Exercise text:

*** Begin section ***

Population pharmacokinetic analysis of sorafenib in patients with solid tumours


Dr William D. Figg Pharm D, Medical Oncology Branch, CCR, NCI/NIH, 9000 Rockville Pike, Building 10, Room 5A01, Bethesda, Maryland 20892, USA.
Tel.: +1 301 402 3622
Fax: +1 301 402 8606
E-mail: wdfigg@helix.nih.gov



• Sorafenib is a multikinase inhibitor with activity against B-raf, C-raf, VEGFR2, PDGFRβ and FGFR1.

• Sorafenib is clinically approved for the treatment of renal cell carcinoma (RCC) and hepatocellular carcinoma (HCC).

• The pharmacokinetics (PK) of sorafenib are highly variable between subjects.

• Sorafenib exposure increases less than dose proportionally (likely due to limited solubility).

• Sorafenib undergoes enterohepatic recycling (EHC).


• This is the first study to characterize the PK of sorafenib using a model based on sorafenib's known disposition characteristics such as delayed/solubility-limited GI absorption and EHC. The parameterization of the EHC model used a square wave function to describe the gall bladder emptying.

• This study evaluated the effect of baseline bodyweight, BSA, age, gender, liver function parameters, kidney function parameters and genotype with respect to CYP3A4*1B, CYP3A5*3C, UGT1A9*3 and UGT1A9*5 on sorafenib PK. No clinically important covariates were identified.

• This model can be used to simulate and explore alternative dosing regimens and to develop exposure–response relationships for sorafenib.

*** End section ***

Data shown:
*** Begin section ***

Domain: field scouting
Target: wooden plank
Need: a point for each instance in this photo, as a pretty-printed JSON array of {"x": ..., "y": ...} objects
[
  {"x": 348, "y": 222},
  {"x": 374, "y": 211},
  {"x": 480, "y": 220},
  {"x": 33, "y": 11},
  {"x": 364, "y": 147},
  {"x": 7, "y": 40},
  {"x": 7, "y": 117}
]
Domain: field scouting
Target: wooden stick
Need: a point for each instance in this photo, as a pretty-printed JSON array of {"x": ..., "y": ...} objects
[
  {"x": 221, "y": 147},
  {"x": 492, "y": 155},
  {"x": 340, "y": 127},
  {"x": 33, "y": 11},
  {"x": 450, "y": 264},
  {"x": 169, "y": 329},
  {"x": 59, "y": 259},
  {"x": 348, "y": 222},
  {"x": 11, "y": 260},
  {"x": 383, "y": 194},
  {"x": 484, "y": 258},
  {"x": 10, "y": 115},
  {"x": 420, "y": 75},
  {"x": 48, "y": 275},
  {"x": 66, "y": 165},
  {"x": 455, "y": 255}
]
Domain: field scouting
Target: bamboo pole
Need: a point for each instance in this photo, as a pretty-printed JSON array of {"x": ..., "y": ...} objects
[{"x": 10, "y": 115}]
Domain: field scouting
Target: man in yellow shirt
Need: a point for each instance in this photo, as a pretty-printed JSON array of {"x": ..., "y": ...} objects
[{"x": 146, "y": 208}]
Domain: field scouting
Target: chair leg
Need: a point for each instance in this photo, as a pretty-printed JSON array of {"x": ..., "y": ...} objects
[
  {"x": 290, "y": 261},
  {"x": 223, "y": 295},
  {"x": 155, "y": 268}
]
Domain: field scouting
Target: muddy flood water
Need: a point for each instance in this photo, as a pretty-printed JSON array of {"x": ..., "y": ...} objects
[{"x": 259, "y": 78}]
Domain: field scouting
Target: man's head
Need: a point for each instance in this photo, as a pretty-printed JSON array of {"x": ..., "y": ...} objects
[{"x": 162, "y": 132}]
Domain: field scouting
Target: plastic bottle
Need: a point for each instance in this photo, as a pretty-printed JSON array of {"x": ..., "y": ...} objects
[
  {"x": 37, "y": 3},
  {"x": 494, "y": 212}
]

*** End section ***

Problems to solve:
1/ From the sorafenib pharmacokinetics text, copy the part that opens with the words containing "Population pharmacokinetic analysis" and closes with "Maryland 20892, USA.".
2/ In the sorafenib pharmacokinetics text, what kind of function describes gall bladder emptying in the model?
3/ List every kinase target against which the sorafenib pharmacokinetics text says sorafenib has activity.

Answers for this exercise:
1/
Population pharmacokinetic analysis of sorafenib in patients with solid tumours


Dr William D. Figg Pharm D, Medical Oncology Branch, CCR, NCI/NIH, 9000 Rockville Pike, Building 10, Room 5A01, Bethesda, Maryland 20892, USA.

2/ A square wave function.

3/ B-raf, C-raf, VEGFR2, PDGFRβ, FGFR1